▸ SUPPLIED TEXT:
Fayson v. State

698 So.2d 825 (1997)

Ralph FAYSON, Petitioner,
v.
STATE of Florida, Respondent.

No. 89554.

Supreme Court of Florida.

August 28, 1997.

*826 Howard Lidsky, Gainesville, for Petitioner.

Robert A. Butterworth, Attorney General; James W. Rogers, Tallahassee Bureau Chief, Criminal Appeals and Trisha E. Meggs, Assistant Attorney General, Tallahassee, for Respondent.

OVERTON, Justice.

We have for review Fayson v. State, 684 So.2d 270 (Fla. 1st DCA 1996), which certified conflict with Sgroi v. State, 634 So.2d 280 (Fla. 4th DCA 1994). We have jurisdiction. Art. V, § 3(b)(4), Fla. Const. We approve the decision of the district court in this case and disapprove the contrary reasoning found in Sgroi.

Dataset records:
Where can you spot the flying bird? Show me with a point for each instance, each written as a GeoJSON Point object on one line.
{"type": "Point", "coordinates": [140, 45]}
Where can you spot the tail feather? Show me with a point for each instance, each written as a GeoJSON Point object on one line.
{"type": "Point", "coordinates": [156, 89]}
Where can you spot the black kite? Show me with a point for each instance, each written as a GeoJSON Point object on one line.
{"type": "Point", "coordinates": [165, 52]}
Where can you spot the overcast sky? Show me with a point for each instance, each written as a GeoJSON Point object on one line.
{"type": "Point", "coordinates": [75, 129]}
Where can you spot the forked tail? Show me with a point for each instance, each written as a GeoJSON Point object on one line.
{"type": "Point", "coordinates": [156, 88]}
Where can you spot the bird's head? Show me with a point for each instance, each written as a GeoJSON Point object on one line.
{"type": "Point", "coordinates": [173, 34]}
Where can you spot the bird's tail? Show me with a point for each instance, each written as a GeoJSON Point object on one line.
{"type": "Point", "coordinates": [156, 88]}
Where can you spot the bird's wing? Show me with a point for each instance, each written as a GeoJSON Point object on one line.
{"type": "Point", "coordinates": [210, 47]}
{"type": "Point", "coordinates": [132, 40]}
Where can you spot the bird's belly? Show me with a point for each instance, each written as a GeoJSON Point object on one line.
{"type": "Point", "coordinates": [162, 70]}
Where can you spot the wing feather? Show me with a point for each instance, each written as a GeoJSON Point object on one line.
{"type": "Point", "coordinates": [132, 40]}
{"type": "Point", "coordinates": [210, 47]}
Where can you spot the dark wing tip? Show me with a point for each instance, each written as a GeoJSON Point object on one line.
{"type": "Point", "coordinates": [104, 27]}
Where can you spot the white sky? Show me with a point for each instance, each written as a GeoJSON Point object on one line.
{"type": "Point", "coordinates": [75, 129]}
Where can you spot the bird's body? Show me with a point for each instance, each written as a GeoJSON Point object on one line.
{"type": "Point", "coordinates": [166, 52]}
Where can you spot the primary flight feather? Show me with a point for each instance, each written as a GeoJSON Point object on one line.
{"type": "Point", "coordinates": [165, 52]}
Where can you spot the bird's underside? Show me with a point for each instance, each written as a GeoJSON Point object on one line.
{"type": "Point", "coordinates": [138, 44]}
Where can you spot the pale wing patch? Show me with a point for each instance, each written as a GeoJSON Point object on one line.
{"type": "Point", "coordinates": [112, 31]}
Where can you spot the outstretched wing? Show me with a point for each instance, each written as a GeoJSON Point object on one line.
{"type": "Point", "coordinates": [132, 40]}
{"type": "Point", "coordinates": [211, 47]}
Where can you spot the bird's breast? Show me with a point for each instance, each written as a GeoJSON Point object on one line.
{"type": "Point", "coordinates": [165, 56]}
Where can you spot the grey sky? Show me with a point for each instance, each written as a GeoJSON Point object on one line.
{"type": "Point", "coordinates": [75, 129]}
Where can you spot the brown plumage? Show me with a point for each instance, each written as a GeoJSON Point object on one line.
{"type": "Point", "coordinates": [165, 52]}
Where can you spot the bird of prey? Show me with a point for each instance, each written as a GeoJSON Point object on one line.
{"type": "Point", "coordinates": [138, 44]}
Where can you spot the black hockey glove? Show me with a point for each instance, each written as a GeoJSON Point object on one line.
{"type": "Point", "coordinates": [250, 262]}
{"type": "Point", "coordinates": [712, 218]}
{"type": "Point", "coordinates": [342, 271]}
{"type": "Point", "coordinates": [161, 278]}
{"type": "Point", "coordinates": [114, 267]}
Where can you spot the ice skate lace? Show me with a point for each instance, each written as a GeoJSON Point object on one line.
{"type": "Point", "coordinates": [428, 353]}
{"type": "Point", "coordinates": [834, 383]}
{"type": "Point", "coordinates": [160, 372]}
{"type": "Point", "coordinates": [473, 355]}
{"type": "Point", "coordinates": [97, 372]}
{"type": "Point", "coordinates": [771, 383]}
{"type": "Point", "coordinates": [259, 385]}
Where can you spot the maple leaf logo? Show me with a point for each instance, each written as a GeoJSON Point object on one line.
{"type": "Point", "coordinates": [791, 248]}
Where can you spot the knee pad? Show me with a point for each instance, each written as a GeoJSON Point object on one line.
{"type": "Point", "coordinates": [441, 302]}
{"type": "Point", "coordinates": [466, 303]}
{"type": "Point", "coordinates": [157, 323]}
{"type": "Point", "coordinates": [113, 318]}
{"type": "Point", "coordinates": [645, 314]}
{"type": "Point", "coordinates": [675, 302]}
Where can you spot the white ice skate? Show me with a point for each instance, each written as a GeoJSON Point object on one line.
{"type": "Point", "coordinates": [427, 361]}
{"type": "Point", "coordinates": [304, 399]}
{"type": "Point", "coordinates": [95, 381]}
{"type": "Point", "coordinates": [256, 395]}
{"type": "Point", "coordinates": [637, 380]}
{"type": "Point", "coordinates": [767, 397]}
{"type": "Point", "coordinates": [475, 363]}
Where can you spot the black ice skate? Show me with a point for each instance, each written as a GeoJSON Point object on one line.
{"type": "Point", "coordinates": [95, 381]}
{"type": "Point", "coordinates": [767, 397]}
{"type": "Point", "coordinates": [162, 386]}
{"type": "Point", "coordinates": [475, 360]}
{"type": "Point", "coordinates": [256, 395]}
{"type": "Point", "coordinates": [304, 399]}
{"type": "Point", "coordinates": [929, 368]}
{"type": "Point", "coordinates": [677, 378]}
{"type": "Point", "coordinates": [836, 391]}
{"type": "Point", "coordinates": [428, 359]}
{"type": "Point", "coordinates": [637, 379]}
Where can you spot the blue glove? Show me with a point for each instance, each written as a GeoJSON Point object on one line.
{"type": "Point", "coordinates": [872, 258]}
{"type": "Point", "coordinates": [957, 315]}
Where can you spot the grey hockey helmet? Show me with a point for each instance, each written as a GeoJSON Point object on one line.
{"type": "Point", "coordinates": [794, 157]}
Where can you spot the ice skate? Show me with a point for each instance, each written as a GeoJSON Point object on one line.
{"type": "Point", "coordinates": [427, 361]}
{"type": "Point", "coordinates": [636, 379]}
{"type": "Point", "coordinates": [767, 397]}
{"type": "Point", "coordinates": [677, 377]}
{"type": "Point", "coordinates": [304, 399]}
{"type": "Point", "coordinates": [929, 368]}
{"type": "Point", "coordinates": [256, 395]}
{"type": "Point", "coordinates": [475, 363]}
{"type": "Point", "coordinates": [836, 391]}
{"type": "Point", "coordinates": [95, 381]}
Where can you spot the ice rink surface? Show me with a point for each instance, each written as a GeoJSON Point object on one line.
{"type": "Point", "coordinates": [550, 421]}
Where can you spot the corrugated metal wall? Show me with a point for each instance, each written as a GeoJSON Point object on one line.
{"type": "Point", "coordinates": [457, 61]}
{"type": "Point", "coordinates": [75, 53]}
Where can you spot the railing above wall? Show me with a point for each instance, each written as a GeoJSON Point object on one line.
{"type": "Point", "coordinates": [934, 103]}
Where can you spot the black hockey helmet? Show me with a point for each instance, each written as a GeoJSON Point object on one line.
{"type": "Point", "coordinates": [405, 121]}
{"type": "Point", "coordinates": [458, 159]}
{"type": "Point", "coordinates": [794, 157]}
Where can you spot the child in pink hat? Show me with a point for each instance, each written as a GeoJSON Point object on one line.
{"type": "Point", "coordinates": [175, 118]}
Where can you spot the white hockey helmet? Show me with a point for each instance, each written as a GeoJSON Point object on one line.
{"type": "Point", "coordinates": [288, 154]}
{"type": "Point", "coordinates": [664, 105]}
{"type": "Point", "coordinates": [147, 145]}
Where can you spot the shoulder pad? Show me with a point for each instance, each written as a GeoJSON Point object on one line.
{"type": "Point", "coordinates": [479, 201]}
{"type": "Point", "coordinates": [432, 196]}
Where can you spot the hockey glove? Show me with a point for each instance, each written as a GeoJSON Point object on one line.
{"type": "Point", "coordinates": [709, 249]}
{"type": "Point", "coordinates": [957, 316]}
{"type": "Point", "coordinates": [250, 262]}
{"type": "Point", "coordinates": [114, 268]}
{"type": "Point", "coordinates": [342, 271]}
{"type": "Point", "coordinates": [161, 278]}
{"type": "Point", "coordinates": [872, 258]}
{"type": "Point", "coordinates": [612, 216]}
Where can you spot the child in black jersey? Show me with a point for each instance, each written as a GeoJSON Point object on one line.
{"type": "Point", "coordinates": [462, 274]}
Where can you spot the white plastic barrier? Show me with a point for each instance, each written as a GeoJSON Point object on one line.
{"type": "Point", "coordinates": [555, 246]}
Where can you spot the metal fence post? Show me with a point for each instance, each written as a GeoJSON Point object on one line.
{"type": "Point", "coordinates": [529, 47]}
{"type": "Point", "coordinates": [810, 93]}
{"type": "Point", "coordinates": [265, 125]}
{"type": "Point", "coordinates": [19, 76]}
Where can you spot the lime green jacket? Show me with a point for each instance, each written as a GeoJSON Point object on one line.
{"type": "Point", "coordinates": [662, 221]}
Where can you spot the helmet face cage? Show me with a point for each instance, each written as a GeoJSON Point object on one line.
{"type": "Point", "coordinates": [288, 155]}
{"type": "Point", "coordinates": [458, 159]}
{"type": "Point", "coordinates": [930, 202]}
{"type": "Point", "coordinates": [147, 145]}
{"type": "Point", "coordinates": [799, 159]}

▸ EXERCISE:
Continue the Fayson v. State opinion from the point where it stops.

▸ TASK OUTPUT:
The record reflects the following facts. Ralph Fayson was charged with burglary of a dwelling with a battery, false imprisonment, aggravated assault, and aggravated battery. These charges arose from events that occurred on the evening of August 26, 1994. That night, Fayson forced himself into his former girlfriend's apartment. When she refused to talk with him, he choked her, grabbed her hair, and took her to the kitchen. In the kitchen, he held a knife to her neck and beat her with his fist. He then took her to the bedroom and sat on top of her. He cut her throat with the knife several times. Finally, he dragged her into the living room and broke a beer bottle over her head. She blacked out briefly. When she awoke, Fayson threatened to kill her. She was able to escape.

The jury found Fayson guilty of (1) burglary (a lesser included offense of the charge of burglary of a dwelling with a battery); (2) false imprisonment; (3) aggravated assault; and (4) aggravated battery. Fayson appealed. He argued that two of his convictions were inconsistent and one should be vacated. Specifically, he claimed that the jury rejected the greater offense of burglary of a dwelling with a battery by finding him guilty of burglary. Because of that finding, he explained, the jury verdict of guilty of aggravated battery was inconsistent and must be set aside.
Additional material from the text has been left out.